— START —

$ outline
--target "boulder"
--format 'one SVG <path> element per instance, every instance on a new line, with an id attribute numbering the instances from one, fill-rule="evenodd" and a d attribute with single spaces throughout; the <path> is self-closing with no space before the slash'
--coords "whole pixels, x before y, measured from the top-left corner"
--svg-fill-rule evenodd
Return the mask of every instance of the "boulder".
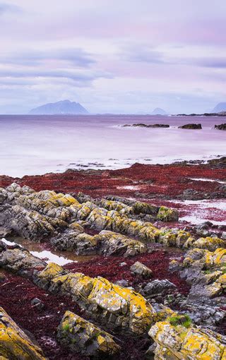
<path id="1" fill-rule="evenodd" d="M 27 250 L 8 248 L 5 245 L 0 253 L 0 266 L 30 278 L 52 294 L 71 297 L 107 328 L 143 334 L 154 322 L 155 311 L 143 296 L 104 277 L 69 272 L 54 263 L 47 264 Z"/>
<path id="2" fill-rule="evenodd" d="M 226 130 L 226 124 L 220 124 L 220 125 L 215 125 L 214 128 L 217 128 L 218 130 Z"/>
<path id="3" fill-rule="evenodd" d="M 0 307 L 0 358 L 44 360 L 41 348 L 35 344 Z"/>
<path id="4" fill-rule="evenodd" d="M 143 288 L 143 292 L 145 296 L 155 296 L 159 294 L 167 293 L 169 291 L 174 291 L 177 289 L 176 285 L 167 280 L 159 280 L 156 279 L 150 282 L 148 282 Z"/>
<path id="5" fill-rule="evenodd" d="M 148 334 L 158 344 L 155 359 L 223 360 L 226 356 L 225 337 L 206 328 L 162 321 Z"/>
<path id="6" fill-rule="evenodd" d="M 182 125 L 182 126 L 178 126 L 178 128 L 189 128 L 196 130 L 202 128 L 202 126 L 201 124 L 186 124 L 185 125 Z"/>
<path id="7" fill-rule="evenodd" d="M 153 274 L 152 270 L 148 266 L 145 266 L 139 261 L 134 263 L 131 266 L 130 270 L 133 274 L 141 275 L 143 277 L 150 277 Z"/>
<path id="8" fill-rule="evenodd" d="M 57 328 L 57 340 L 72 353 L 95 359 L 106 359 L 120 350 L 110 334 L 71 311 L 64 315 Z"/>

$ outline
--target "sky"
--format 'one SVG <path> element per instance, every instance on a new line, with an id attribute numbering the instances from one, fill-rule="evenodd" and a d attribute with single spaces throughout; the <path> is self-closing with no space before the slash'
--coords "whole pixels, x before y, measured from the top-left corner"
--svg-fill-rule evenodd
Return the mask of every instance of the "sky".
<path id="1" fill-rule="evenodd" d="M 0 0 L 0 114 L 63 100 L 91 113 L 226 102 L 225 0 Z"/>

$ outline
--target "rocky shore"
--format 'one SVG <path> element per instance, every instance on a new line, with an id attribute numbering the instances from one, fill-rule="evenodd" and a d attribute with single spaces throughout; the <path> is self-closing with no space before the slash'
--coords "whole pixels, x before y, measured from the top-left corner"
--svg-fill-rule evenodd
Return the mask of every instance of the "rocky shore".
<path id="1" fill-rule="evenodd" d="M 225 158 L 0 181 L 3 359 L 225 359 L 225 211 L 183 217 L 225 201 Z"/>

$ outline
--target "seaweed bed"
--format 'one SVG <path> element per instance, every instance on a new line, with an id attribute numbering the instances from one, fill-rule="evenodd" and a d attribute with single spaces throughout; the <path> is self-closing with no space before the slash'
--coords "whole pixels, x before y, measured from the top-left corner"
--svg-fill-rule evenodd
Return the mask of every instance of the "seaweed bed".
<path id="1" fill-rule="evenodd" d="M 93 197 L 117 195 L 132 197 L 138 200 L 155 199 L 164 205 L 164 200 L 175 199 L 187 189 L 201 194 L 202 198 L 224 198 L 225 191 L 215 181 L 198 181 L 190 178 L 197 176 L 217 180 L 225 180 L 224 162 L 196 164 L 188 163 L 172 165 L 143 165 L 135 164 L 127 169 L 119 170 L 68 170 L 64 174 L 47 174 L 42 176 L 25 176 L 23 179 L 0 176 L 0 186 L 5 187 L 12 182 L 28 185 L 36 191 L 51 189 L 56 191 L 85 192 Z M 129 186 L 129 187 L 128 187 Z M 157 200 L 156 200 L 157 199 Z M 153 200 L 151 202 L 153 202 Z M 181 205 L 180 205 L 181 206 Z M 179 207 L 178 205 L 178 207 Z M 181 206 L 183 210 L 183 206 Z M 172 225 L 175 225 L 173 224 Z M 168 226 L 168 224 L 167 224 Z M 43 244 L 44 248 L 45 244 Z M 152 280 L 168 279 L 175 284 L 179 291 L 186 295 L 189 287 L 179 276 L 168 270 L 169 261 L 182 258 L 182 252 L 173 248 L 154 248 L 152 252 L 132 258 L 123 257 L 96 256 L 92 260 L 81 263 L 71 263 L 65 268 L 71 272 L 81 272 L 91 277 L 102 276 L 112 282 L 121 279 L 128 281 L 130 286 L 137 287 L 143 279 L 134 276 L 130 266 L 136 260 L 142 262 L 153 270 Z M 125 263 L 121 265 L 121 263 Z M 0 304 L 13 320 L 23 329 L 30 332 L 43 349 L 45 355 L 52 359 L 85 359 L 81 355 L 72 355 L 66 349 L 56 342 L 56 328 L 66 310 L 71 310 L 85 318 L 83 311 L 69 298 L 56 296 L 39 289 L 30 280 L 2 272 L 4 280 L 0 282 Z M 1 274 L 0 274 L 1 275 Z M 31 305 L 31 300 L 38 297 L 44 304 L 42 309 Z M 225 324 L 221 330 L 225 332 Z M 120 339 L 123 350 L 119 359 L 139 359 L 144 354 L 151 340 L 137 338 Z"/>

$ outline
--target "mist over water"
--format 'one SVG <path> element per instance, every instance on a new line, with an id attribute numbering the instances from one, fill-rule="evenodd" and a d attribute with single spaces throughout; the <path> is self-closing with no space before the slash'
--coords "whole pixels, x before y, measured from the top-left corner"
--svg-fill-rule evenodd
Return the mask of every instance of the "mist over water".
<path id="1" fill-rule="evenodd" d="M 0 116 L 1 174 L 23 176 L 67 169 L 117 169 L 226 155 L 224 117 L 141 115 Z M 170 128 L 124 128 L 166 124 Z M 201 123 L 203 130 L 178 129 Z"/>

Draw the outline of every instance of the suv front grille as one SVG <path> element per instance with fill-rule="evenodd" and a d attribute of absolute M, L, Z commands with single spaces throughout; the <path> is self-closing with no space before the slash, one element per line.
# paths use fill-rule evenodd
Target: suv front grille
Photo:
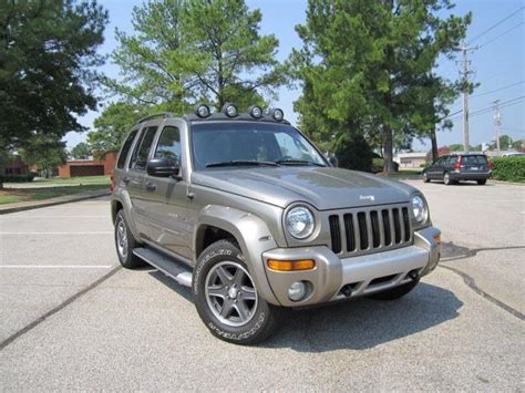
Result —
<path fill-rule="evenodd" d="M 405 205 L 351 209 L 330 215 L 331 249 L 339 255 L 362 255 L 399 248 L 412 242 Z"/>

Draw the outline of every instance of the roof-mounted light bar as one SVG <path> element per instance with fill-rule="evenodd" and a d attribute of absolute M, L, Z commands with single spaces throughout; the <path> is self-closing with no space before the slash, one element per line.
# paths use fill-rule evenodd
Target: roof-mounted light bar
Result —
<path fill-rule="evenodd" d="M 239 114 L 239 111 L 237 111 L 237 106 L 229 102 L 223 105 L 220 112 L 223 112 L 228 117 L 237 117 L 237 115 Z"/>
<path fill-rule="evenodd" d="M 195 114 L 200 118 L 206 118 L 212 114 L 212 111 L 206 104 L 197 104 L 195 105 Z"/>

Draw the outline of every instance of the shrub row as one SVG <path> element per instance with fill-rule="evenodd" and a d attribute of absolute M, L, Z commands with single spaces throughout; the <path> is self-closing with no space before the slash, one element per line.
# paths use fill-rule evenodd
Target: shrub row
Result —
<path fill-rule="evenodd" d="M 494 179 L 525 183 L 525 156 L 494 157 L 491 162 Z"/>

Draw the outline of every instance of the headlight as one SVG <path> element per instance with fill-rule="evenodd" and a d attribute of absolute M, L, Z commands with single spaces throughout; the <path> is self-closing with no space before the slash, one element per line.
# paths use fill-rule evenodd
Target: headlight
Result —
<path fill-rule="evenodd" d="M 412 211 L 414 214 L 415 220 L 420 224 L 426 221 L 428 209 L 423 198 L 419 195 L 412 197 Z"/>
<path fill-rule="evenodd" d="M 285 217 L 288 234 L 296 239 L 306 239 L 313 232 L 316 220 L 313 214 L 303 206 L 291 208 Z"/>

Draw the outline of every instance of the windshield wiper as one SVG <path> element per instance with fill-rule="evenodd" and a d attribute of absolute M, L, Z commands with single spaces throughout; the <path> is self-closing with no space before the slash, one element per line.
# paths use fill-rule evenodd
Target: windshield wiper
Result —
<path fill-rule="evenodd" d="M 284 159 L 278 159 L 275 162 L 276 164 L 290 164 L 290 165 L 316 165 L 316 166 L 326 166 L 319 163 L 315 163 L 312 161 L 306 161 L 306 159 L 296 159 L 296 158 L 284 158 Z"/>
<path fill-rule="evenodd" d="M 256 166 L 277 166 L 277 163 L 270 161 L 251 161 L 251 159 L 231 159 L 223 161 L 219 163 L 207 164 L 207 168 L 214 168 L 218 166 L 236 166 L 236 165 L 256 165 Z"/>

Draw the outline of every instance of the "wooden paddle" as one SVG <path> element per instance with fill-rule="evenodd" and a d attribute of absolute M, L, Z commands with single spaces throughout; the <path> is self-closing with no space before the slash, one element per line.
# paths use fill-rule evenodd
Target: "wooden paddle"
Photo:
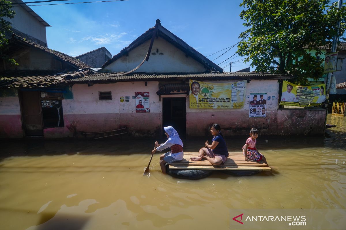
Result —
<path fill-rule="evenodd" d="M 156 147 L 156 144 L 154 147 L 154 149 L 153 149 L 153 150 L 154 150 L 154 149 L 155 149 L 155 147 Z M 151 162 L 151 160 L 152 160 L 152 159 L 153 159 L 153 155 L 154 155 L 154 153 L 152 153 L 152 156 L 150 158 L 150 160 L 149 161 L 149 163 L 148 164 L 148 166 L 147 166 L 147 167 L 145 168 L 145 169 L 144 170 L 144 172 L 143 173 L 143 175 L 144 175 L 144 174 L 147 174 L 148 173 L 149 173 L 149 165 L 150 165 L 150 162 Z"/>

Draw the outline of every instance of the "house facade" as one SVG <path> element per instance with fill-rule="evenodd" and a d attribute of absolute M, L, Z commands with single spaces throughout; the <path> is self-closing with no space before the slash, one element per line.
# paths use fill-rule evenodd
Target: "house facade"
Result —
<path fill-rule="evenodd" d="M 52 56 L 56 60 L 58 57 Z M 67 59 L 61 57 L 62 60 Z M 74 65 L 71 70 L 74 72 L 40 75 L 29 78 L 36 80 L 29 82 L 27 78 L 9 77 L 6 81 L 2 77 L 0 126 L 3 128 L 0 137 L 82 137 L 86 133 L 124 127 L 131 136 L 153 137 L 161 135 L 163 127 L 171 125 L 181 136 L 189 138 L 205 136 L 214 123 L 220 124 L 226 136 L 245 135 L 252 128 L 258 129 L 261 135 L 324 132 L 325 110 L 278 108 L 281 82 L 291 77 L 223 72 L 161 26 L 159 20 L 107 61 L 101 72 L 93 72 L 75 59 L 64 63 Z M 47 85 L 51 81 L 54 82 Z M 190 101 L 191 81 L 216 84 L 241 82 L 244 86 L 242 97 L 236 102 L 242 105 L 237 108 L 193 108 Z M 31 83 L 25 86 L 28 82 Z M 22 95 L 29 88 L 38 92 L 28 101 L 37 102 L 39 106 L 41 113 L 35 117 L 36 122 L 43 121 L 39 127 L 28 123 L 35 123 L 31 121 L 34 117 L 23 112 L 32 107 L 23 100 L 29 96 Z M 56 94 L 58 92 L 60 94 Z M 266 115 L 249 117 L 251 101 L 255 95 L 259 97 L 262 94 L 266 99 Z M 50 115 L 43 115 L 48 109 Z"/>

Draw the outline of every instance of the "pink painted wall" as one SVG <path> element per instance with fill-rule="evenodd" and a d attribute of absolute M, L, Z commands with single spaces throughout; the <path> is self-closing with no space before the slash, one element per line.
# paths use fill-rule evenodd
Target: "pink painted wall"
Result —
<path fill-rule="evenodd" d="M 0 98 L 0 138 L 23 137 L 18 97 Z"/>

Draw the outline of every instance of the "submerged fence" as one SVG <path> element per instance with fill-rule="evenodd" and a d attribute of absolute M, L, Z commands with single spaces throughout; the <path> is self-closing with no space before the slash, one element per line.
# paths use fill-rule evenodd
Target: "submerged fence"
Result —
<path fill-rule="evenodd" d="M 331 114 L 334 115 L 343 115 L 345 113 L 346 103 L 343 102 L 333 102 Z"/>

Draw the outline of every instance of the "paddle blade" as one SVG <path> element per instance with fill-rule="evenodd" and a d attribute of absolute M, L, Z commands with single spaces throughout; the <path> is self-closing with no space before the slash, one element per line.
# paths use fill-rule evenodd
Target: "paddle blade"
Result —
<path fill-rule="evenodd" d="M 143 173 L 143 174 L 147 174 L 149 173 L 149 167 L 148 166 L 145 168 L 145 169 L 144 170 L 144 172 Z"/>

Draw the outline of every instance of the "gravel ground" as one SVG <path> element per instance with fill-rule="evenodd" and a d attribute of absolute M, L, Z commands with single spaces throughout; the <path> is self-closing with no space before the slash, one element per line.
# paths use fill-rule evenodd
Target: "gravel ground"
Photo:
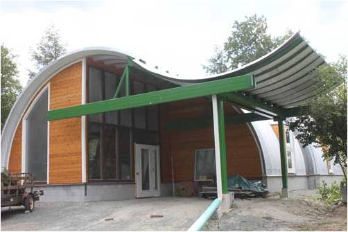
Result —
<path fill-rule="evenodd" d="M 268 198 L 236 199 L 231 211 L 209 220 L 206 231 L 344 231 L 347 205 L 329 206 L 313 199 L 311 192 Z"/>

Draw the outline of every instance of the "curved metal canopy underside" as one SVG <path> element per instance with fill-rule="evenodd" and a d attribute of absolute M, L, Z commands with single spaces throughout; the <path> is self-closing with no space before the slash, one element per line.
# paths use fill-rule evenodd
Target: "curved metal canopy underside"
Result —
<path fill-rule="evenodd" d="M 116 67 L 127 65 L 125 55 L 101 55 L 91 58 L 105 65 Z M 168 72 L 161 73 L 158 69 L 149 66 L 141 59 L 133 61 L 135 68 L 150 71 L 155 77 L 181 86 L 252 73 L 256 87 L 241 92 L 282 108 L 305 105 L 313 98 L 313 91 L 317 87 L 315 70 L 326 64 L 298 33 L 263 57 L 241 68 L 207 78 L 178 79 L 171 77 Z"/>

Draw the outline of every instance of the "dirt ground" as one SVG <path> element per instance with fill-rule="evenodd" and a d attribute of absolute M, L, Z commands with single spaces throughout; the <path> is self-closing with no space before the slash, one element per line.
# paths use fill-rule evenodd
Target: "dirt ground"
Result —
<path fill-rule="evenodd" d="M 37 202 L 31 213 L 1 209 L 1 231 L 186 231 L 211 202 L 195 197 Z"/>
<path fill-rule="evenodd" d="M 1 209 L 1 231 L 186 231 L 211 204 L 197 197 L 112 202 L 40 202 L 34 212 Z M 151 217 L 162 215 L 162 217 Z M 205 231 L 345 231 L 347 206 L 329 207 L 308 196 L 236 199 Z"/>
<path fill-rule="evenodd" d="M 308 196 L 236 199 L 229 213 L 205 230 L 347 231 L 347 205 L 329 206 Z"/>

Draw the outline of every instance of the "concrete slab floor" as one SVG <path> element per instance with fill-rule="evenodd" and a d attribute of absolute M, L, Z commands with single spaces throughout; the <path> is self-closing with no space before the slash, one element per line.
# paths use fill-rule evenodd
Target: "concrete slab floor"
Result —
<path fill-rule="evenodd" d="M 20 207 L 1 208 L 1 231 L 186 231 L 211 202 L 196 197 L 37 202 L 31 213 L 24 213 Z"/>

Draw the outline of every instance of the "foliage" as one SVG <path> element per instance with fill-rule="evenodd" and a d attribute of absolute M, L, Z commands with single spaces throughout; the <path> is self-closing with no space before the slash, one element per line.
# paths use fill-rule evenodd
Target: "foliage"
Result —
<path fill-rule="evenodd" d="M 223 49 L 216 46 L 216 54 L 203 69 L 207 73 L 214 74 L 238 68 L 268 53 L 293 34 L 288 30 L 284 36 L 273 37 L 267 33 L 267 19 L 263 16 L 254 15 L 245 17 L 243 21 L 235 21 Z"/>
<path fill-rule="evenodd" d="M 318 199 L 331 204 L 335 202 L 340 201 L 342 199 L 342 194 L 340 186 L 333 181 L 331 186 L 329 186 L 325 181 L 322 181 L 322 185 L 317 189 L 319 193 Z"/>
<path fill-rule="evenodd" d="M 1 44 L 1 131 L 17 96 L 21 91 L 21 85 L 17 78 L 18 71 L 15 57 L 10 51 Z"/>
<path fill-rule="evenodd" d="M 296 118 L 290 129 L 299 132 L 296 139 L 304 146 L 322 148 L 323 158 L 340 165 L 347 181 L 347 57 L 316 71 L 320 87 L 308 102 L 310 116 Z"/>
<path fill-rule="evenodd" d="M 37 69 L 42 69 L 65 53 L 66 47 L 67 45 L 62 43 L 59 30 L 53 24 L 49 26 L 45 30 L 36 49 L 31 51 L 31 57 L 35 63 Z M 35 75 L 35 71 L 29 70 L 29 80 Z"/>

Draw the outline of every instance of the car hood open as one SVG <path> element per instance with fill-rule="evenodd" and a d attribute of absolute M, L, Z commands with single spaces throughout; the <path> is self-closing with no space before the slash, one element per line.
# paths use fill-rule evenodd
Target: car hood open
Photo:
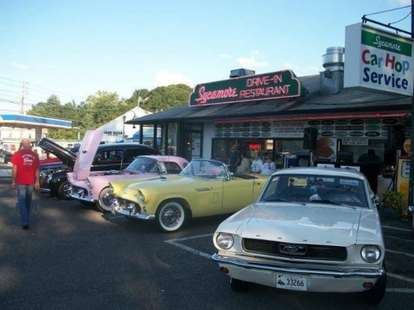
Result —
<path fill-rule="evenodd" d="M 48 138 L 42 138 L 38 146 L 41 147 L 44 151 L 52 153 L 57 158 L 59 158 L 65 165 L 73 168 L 76 161 L 76 154 L 64 148 L 63 146 L 53 142 Z"/>
<path fill-rule="evenodd" d="M 243 238 L 286 243 L 349 246 L 357 241 L 357 208 L 290 203 L 257 203 L 239 227 Z"/>
<path fill-rule="evenodd" d="M 103 131 L 88 130 L 79 148 L 79 154 L 73 167 L 73 177 L 76 180 L 86 180 L 91 171 L 92 162 L 102 140 Z"/>

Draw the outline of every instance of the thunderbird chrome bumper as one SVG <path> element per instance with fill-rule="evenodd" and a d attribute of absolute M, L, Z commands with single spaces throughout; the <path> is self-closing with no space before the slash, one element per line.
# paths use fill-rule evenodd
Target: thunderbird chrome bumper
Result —
<path fill-rule="evenodd" d="M 145 221 L 155 219 L 155 215 L 143 213 L 142 211 L 138 212 L 137 211 L 137 206 L 134 203 L 130 203 L 130 204 L 131 205 L 127 204 L 125 206 L 120 205 L 118 199 L 115 198 L 112 202 L 112 212 L 122 214 L 122 215 L 125 215 L 125 216 L 128 216 L 128 217 L 136 218 L 136 219 L 139 219 L 139 220 L 145 220 Z"/>
<path fill-rule="evenodd" d="M 69 190 L 69 196 L 73 199 L 82 200 L 86 202 L 95 202 L 95 199 L 93 199 L 88 191 L 85 188 L 81 187 L 74 187 Z"/>

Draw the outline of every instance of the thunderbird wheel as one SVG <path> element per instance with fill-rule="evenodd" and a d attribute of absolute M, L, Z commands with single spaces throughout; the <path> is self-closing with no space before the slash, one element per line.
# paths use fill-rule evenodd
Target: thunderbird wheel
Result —
<path fill-rule="evenodd" d="M 112 212 L 112 203 L 114 201 L 114 195 L 110 187 L 105 187 L 99 193 L 97 206 L 102 212 Z"/>
<path fill-rule="evenodd" d="M 179 230 L 187 220 L 187 212 L 178 201 L 168 201 L 157 211 L 157 223 L 163 232 Z"/>

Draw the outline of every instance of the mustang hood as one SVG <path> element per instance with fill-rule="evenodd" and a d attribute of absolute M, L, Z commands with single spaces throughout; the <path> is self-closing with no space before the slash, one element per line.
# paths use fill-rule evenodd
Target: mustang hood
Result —
<path fill-rule="evenodd" d="M 95 158 L 103 132 L 100 129 L 88 130 L 79 148 L 79 154 L 73 167 L 73 176 L 77 180 L 85 180 L 91 171 L 91 165 Z"/>
<path fill-rule="evenodd" d="M 75 164 L 75 160 L 76 160 L 76 155 L 72 153 L 71 151 L 65 149 L 63 146 L 57 144 L 56 142 L 53 142 L 52 140 L 48 138 L 42 138 L 39 141 L 38 146 L 41 147 L 46 152 L 49 152 L 55 155 L 68 167 L 73 168 L 73 165 Z"/>
<path fill-rule="evenodd" d="M 251 208 L 252 217 L 239 228 L 243 238 L 338 246 L 357 240 L 358 209 L 286 203 L 257 203 Z"/>

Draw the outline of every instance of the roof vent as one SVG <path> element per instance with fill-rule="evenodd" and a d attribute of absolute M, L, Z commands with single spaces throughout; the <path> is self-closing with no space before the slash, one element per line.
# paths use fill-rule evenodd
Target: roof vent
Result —
<path fill-rule="evenodd" d="M 326 54 L 322 56 L 322 66 L 326 71 L 343 71 L 344 55 L 345 49 L 343 47 L 328 47 Z"/>
<path fill-rule="evenodd" d="M 254 70 L 249 70 L 249 69 L 244 69 L 244 68 L 240 68 L 240 69 L 233 69 L 230 71 L 230 78 L 238 78 L 238 77 L 242 77 L 242 76 L 248 76 L 248 75 L 255 75 L 256 71 Z"/>
<path fill-rule="evenodd" d="M 322 56 L 322 66 L 325 71 L 320 73 L 320 90 L 324 95 L 339 93 L 344 87 L 344 57 L 343 47 L 329 47 Z"/>

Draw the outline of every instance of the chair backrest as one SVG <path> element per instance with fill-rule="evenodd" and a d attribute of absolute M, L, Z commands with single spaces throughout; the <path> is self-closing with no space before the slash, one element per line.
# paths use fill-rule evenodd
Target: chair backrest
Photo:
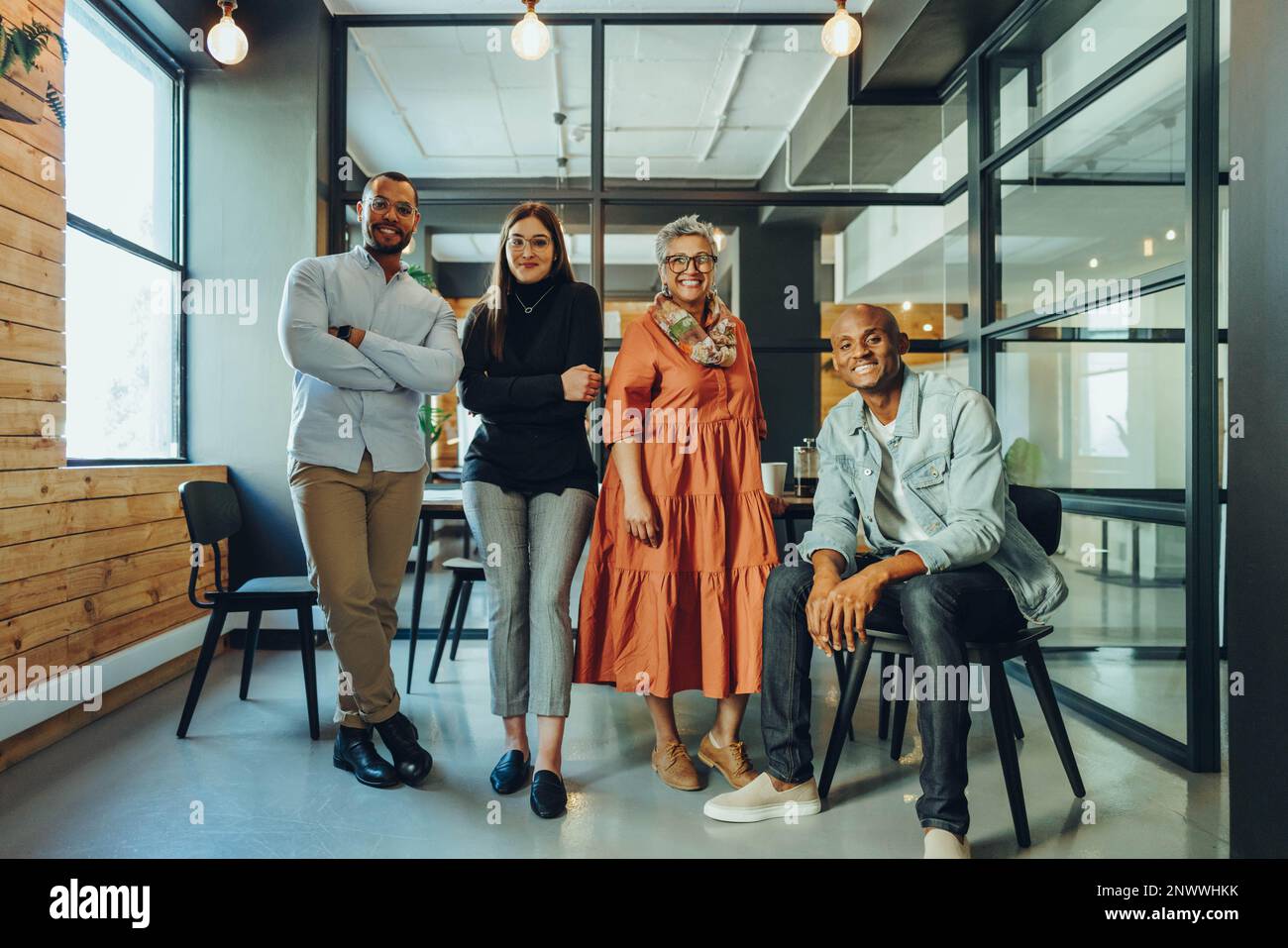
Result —
<path fill-rule="evenodd" d="M 179 484 L 188 537 L 194 544 L 216 545 L 241 529 L 241 506 L 232 484 L 222 480 L 185 480 Z"/>
<path fill-rule="evenodd" d="M 1011 484 L 1011 502 L 1015 515 L 1047 556 L 1054 554 L 1060 545 L 1060 495 L 1042 487 Z"/>

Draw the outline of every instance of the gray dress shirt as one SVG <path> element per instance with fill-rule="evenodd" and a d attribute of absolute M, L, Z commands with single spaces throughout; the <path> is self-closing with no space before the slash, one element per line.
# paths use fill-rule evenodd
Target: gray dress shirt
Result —
<path fill-rule="evenodd" d="M 353 326 L 362 345 L 327 332 Z M 295 368 L 292 460 L 358 470 L 420 470 L 422 393 L 450 392 L 464 359 L 451 307 L 407 276 L 385 281 L 363 247 L 300 260 L 286 277 L 277 336 Z"/>

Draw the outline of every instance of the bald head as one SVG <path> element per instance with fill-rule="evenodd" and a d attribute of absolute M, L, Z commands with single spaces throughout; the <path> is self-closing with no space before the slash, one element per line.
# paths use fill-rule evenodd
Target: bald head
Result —
<path fill-rule="evenodd" d="M 860 303 L 832 323 L 832 365 L 841 381 L 860 392 L 884 392 L 903 376 L 908 336 L 885 307 Z"/>

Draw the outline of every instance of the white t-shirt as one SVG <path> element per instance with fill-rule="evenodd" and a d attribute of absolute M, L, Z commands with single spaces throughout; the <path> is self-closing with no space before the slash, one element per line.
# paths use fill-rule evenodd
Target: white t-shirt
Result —
<path fill-rule="evenodd" d="M 890 435 L 894 434 L 894 421 L 882 425 L 875 415 L 868 415 L 872 426 L 868 429 L 876 435 L 881 446 L 881 477 L 877 479 L 876 510 L 877 527 L 881 535 L 893 544 L 907 544 L 912 540 L 925 540 L 926 531 L 917 523 L 917 518 L 908 506 L 904 496 L 903 478 L 894 468 L 894 456 L 890 453 Z"/>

— END —

:: What the task requires ::
Format the lines from the one with "Draw the outline of every instance of the roof-mounted" to the one with "285 217 L 288" as a Markdown table with the columns No. and Line, numbering each line and leaving out blank lines.

:: Result of this exercise ::
| No. | Line |
|---|---|
| 1 | Draw the outline of every instance of the roof-mounted light bar as one SVG <path> element per instance with fill-rule="evenodd" and a d attribute of absolute M, L, Z commands with single spaces throughout; the <path> is self-closing with no space before the slash, one element per line. |
| 2 | # paths use fill-rule evenodd |
| 3 | Target: roof-mounted light bar |
| 4 | Result — |
| 5 | <path fill-rule="evenodd" d="M 239 114 L 239 111 L 237 111 L 237 106 L 229 102 L 223 105 L 220 112 L 223 112 L 228 117 L 237 117 L 237 115 Z"/> |
| 6 | <path fill-rule="evenodd" d="M 195 114 L 200 118 L 206 118 L 212 114 L 212 111 L 206 104 L 197 104 L 195 105 Z"/> |
| 7 | Draw the outline of every instance of the shrub row as one SVG <path> element per instance with fill-rule="evenodd" and a d attribute of absolute M, L, Z commands with single spaces throughout; the <path> is self-closing with no space before the slash, one element per line. |
| 8 | # paths use fill-rule evenodd |
| 9 | Target: shrub row |
| 10 | Result — |
| 11 | <path fill-rule="evenodd" d="M 494 179 L 525 183 L 525 156 L 494 157 L 491 162 Z"/> |
| 12 | Draw the outline of every instance of the headlight as one SVG <path> element per instance with fill-rule="evenodd" and a d attribute of absolute M, L, Z commands with single spaces throughout; the <path> is self-closing with no space before the slash, one element per line. |
| 13 | # paths use fill-rule evenodd |
| 14 | Target: headlight |
| 15 | Result — |
| 16 | <path fill-rule="evenodd" d="M 412 211 L 414 214 L 415 220 L 420 224 L 426 221 L 428 209 L 423 198 L 419 195 L 412 197 Z"/> |
| 17 | <path fill-rule="evenodd" d="M 285 217 L 288 234 L 296 239 L 306 239 L 313 232 L 316 220 L 313 214 L 303 206 L 291 208 Z"/> |